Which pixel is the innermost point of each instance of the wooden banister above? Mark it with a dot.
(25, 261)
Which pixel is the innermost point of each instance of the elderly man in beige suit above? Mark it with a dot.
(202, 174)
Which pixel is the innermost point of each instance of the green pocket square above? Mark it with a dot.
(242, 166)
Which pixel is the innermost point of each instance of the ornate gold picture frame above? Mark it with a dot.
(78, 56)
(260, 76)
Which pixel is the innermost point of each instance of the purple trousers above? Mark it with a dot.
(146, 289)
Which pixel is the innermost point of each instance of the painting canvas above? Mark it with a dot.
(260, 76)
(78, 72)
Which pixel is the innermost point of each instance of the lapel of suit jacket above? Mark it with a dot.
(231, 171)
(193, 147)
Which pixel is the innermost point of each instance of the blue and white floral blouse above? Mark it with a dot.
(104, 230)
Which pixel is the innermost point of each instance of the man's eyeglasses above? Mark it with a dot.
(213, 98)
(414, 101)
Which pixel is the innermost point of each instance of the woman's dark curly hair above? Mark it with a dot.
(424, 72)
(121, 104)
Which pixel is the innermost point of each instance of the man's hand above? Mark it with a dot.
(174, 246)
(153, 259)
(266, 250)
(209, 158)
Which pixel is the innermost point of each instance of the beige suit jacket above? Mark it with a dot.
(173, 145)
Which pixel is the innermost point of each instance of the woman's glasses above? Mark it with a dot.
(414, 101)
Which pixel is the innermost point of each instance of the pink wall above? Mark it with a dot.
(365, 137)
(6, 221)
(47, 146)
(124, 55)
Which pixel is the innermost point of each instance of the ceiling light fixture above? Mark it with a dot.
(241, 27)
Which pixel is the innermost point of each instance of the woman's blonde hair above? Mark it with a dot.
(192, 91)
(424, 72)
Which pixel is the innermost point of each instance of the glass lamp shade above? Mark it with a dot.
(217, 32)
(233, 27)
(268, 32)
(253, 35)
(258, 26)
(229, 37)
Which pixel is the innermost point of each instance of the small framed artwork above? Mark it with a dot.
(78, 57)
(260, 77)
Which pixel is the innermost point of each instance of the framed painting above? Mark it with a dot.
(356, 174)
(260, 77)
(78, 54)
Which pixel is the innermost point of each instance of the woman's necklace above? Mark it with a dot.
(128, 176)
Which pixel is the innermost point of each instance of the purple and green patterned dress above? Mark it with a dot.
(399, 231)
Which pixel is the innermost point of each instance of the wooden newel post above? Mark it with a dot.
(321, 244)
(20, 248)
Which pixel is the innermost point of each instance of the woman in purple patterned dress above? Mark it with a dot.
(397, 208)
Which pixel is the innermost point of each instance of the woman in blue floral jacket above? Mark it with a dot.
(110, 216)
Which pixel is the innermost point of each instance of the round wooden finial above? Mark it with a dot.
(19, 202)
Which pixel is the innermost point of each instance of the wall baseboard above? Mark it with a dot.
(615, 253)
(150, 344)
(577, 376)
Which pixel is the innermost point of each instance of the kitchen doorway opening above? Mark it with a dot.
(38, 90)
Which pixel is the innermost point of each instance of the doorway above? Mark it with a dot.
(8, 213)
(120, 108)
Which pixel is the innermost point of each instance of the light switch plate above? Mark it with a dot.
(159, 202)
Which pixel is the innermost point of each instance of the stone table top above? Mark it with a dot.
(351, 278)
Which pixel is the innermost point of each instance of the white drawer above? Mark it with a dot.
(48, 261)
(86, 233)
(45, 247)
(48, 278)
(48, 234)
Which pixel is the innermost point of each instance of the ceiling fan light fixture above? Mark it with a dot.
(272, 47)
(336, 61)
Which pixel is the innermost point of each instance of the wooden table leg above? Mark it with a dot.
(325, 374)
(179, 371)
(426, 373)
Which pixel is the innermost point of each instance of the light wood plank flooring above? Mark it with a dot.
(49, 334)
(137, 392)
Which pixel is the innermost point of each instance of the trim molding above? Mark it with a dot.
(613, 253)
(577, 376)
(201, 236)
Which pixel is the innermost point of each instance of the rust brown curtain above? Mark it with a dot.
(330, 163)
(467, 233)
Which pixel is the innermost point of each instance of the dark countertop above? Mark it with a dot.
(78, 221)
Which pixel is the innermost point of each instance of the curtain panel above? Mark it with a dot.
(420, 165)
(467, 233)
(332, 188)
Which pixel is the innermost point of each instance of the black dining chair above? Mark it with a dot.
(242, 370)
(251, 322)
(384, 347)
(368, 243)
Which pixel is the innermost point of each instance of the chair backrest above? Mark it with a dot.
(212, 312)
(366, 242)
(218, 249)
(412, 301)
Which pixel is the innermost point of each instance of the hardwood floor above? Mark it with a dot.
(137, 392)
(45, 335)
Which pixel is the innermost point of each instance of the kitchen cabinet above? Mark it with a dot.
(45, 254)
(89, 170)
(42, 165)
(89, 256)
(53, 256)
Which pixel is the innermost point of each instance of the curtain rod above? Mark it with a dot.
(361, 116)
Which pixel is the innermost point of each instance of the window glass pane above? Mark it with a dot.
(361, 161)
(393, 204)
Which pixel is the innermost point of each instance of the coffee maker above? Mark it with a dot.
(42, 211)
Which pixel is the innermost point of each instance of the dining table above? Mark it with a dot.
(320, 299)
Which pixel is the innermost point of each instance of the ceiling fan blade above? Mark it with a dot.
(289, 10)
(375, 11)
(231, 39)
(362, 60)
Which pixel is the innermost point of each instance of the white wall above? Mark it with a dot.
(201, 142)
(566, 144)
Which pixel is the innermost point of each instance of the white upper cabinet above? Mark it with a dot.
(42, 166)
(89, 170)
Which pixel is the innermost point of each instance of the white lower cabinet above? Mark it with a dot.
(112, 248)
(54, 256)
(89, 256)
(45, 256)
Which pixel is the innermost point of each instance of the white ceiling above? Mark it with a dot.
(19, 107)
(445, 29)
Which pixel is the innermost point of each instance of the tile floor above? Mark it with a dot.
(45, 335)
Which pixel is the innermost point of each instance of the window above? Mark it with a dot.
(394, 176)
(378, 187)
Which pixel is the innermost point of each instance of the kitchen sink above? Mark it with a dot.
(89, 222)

════

• _Exercise details_:
Restate the data above word for word, please.

• _Answer in full_:
Which pixel is the innermost point of each instance of the wooden banister above? Mark it with a dot.
(25, 261)
Which pixel is the innermost point of each instance of the elderly man in beige suit above? Mark it with a dot.
(202, 174)
Which pixel is the innermost point of each instance of the green pocket square above? Mark it with a dot.
(242, 166)
Which pixel is the innermost point of each instance of the ornate gold picture frame above? Mark it with a dot.
(78, 56)
(260, 76)
Which pixel is the innermost point of each instance of the purple trousers above? Mark it with a dot.
(146, 289)
Which pixel is the innermost point of each instance of the painting canvas above? Mark it with a dot.
(260, 76)
(78, 72)
Which pixel is the innermost point of each instance of the lapel of suit jacket above? Mark it with a dot.
(231, 171)
(193, 147)
Which pixel is the innermost point of each instance of the blue and white floral blouse above? Mark it with a dot.
(104, 230)
Which pixel is the innermost point of each instance of the man's eyeglasses above? Mark it with a dot.
(213, 98)
(414, 101)
Which pixel is the innermost point of each instance of the woman's dark curly hair above? Mark it with a dot.
(424, 72)
(121, 104)
Which pixel is the innermost point of each instance of the man's hand above? Mark it with a dot.
(174, 246)
(153, 259)
(266, 250)
(209, 158)
Which pixel is the innermost point of each instance of the beige suit jacket above? Mark it with a dot.
(173, 145)
Which pixel is the innermost point of each instance of the woman's glasses above? Mark it with a dot.
(414, 101)
Which pixel is the innermost point of each instance of the pink wall above? Mark it with a dot.
(365, 137)
(6, 221)
(47, 146)
(124, 55)
Which pixel is the innermost point of each instance of the ceiling light fixture above? Mark it with a dot.
(241, 27)
Which pixel is the innermost point of each instance of the woman's blonde hair above? Mark it with a dot.
(192, 91)
(424, 72)
Which pixel is the innermost point of each instance of the glass lamp shade above? Mark it with a dot.
(217, 32)
(233, 27)
(268, 32)
(253, 35)
(258, 26)
(229, 37)
Which pixel is the innermost point of each instance of the small framed artwork above? Mark it with a dot.
(78, 57)
(260, 77)
Which pixel is the innermost point of each instance of the framed painting above? Mark it with a dot.
(356, 174)
(260, 77)
(78, 54)
Which pixel is the innermost point of each instance of the woman's necklace above? Mark it with a dot.
(128, 176)
Which pixel is the innermost point of each instance of the purple and green patterned dress above? Mark it with a dot.
(399, 231)
Which pixel is the innermost point of each instance of the wooden newel post above? Mark it with a dot.
(321, 244)
(20, 248)
Which pixel is the innermost point of each instance of the woman in purple patterned dress above? Mark it with a dot.
(397, 208)
Which pixel is the innermost point of each instance of the woman in blue floral jacket above? Mark it with a dot.
(110, 216)
Which pixel is the innermost point of each instance of the round wooden finial above? Mark it with a dot.
(19, 202)
Which pixel is the innermost point of each instance of the wall baseboard above? Mark it with a dot.
(615, 253)
(150, 344)
(577, 376)
Which pixel is the innermost point of each instance of the kitchen doorway opening above? Mark it with a dot.
(38, 90)
Which pixel is the innermost point of each instance of the doorway above? Mark it with a dot.
(8, 213)
(120, 108)
Which pixel is the innermost point of each instance of the light switch plate above? Mark it with a dot.
(159, 202)
Which pixel is the innermost point of each instance of the stone table top above? Mark it with a dot.
(351, 278)
Which pixel is the innermost point of each instance of the white drawer above? Mark it with a dot.
(48, 261)
(86, 233)
(45, 247)
(48, 278)
(48, 234)
Which pixel is the innermost point of each instance of the ceiling fan light fixture above? Mark it with a dot.
(272, 47)
(336, 61)
Which pixel is the innermost point of each instance of the wooden table leg above? Mark it with a dot.
(325, 374)
(179, 371)
(426, 373)
Which pixel is the innermost point of each instance of the light wood plank flooring above? Mark it with a dot.
(49, 334)
(137, 392)
Which pixel is the innermost point of each instance of the trim molding above? Mark it with a dot.
(613, 253)
(577, 376)
(201, 236)
Which pixel is the innermost point of each instance of the rust brown curtain above? Mark it with a dot.
(330, 163)
(467, 233)
Which pixel is the innermost point of each instance of the dark countertop above? Mark it with a dot.
(78, 221)
Which pixel is the innermost point of each instance of the curtain panel above? Mark it with a dot.
(420, 165)
(467, 233)
(332, 188)
Which pixel is the innermost point of each instance of the black dining chair above? Mark it with a dot.
(242, 370)
(251, 322)
(384, 347)
(368, 243)
Which pixel is the innermost point of each instance of the chair backrest above? Mark it with a dot.
(212, 312)
(366, 242)
(218, 249)
(412, 301)
Which pixel is the innermost point of each instance of the hardwood floor above? Mark it with a dot.
(137, 392)
(45, 335)
Which pixel is the innermost point of each instance of the kitchen cabinet above? Mark it with a dot.
(45, 254)
(89, 170)
(42, 165)
(89, 256)
(53, 256)
Which pixel is the innermost point of each instance of the curtain rod above? Mark it with a dot.
(361, 116)
Which pixel is the innermost point of each instance of the window glass pane above? Mark it with a dot.
(361, 161)
(393, 204)
Which pixel is the innermost point of each instance of the coffee maker above? Mark it with a dot.
(42, 211)
Which pixel is the innermost point of each instance of the dining table above? Mark it with a dot.
(320, 299)
Which pixel is the innermost point of each instance of the ceiling fan blade above? Mark it with a dot.
(289, 10)
(375, 11)
(231, 39)
(362, 60)
Which pixel is the innermost point of each instance of the white wall above? Mark it with a dot.
(201, 142)
(566, 144)
Which pixel is the innermost point of each instance of the white upper cabinet above? Mark it with a dot.
(42, 166)
(89, 170)
Which pixel is the innermost point of each instance of the white lower cabinet above? Mark it with a dot.
(112, 248)
(54, 256)
(89, 256)
(45, 256)
Which pixel is the innermost point of each instance of the white ceiling above? Mark it with a dot.
(19, 107)
(445, 29)
Which pixel is the innermost point of each instance of the tile floor above? Mark it with a dot.
(45, 335)
Which pixel is the innermost point of each instance of the window above? Mark it with a dot.
(394, 176)
(378, 187)
Which pixel is the innermost point of each instance of the kitchen sink above? Mark it with a dot.
(89, 222)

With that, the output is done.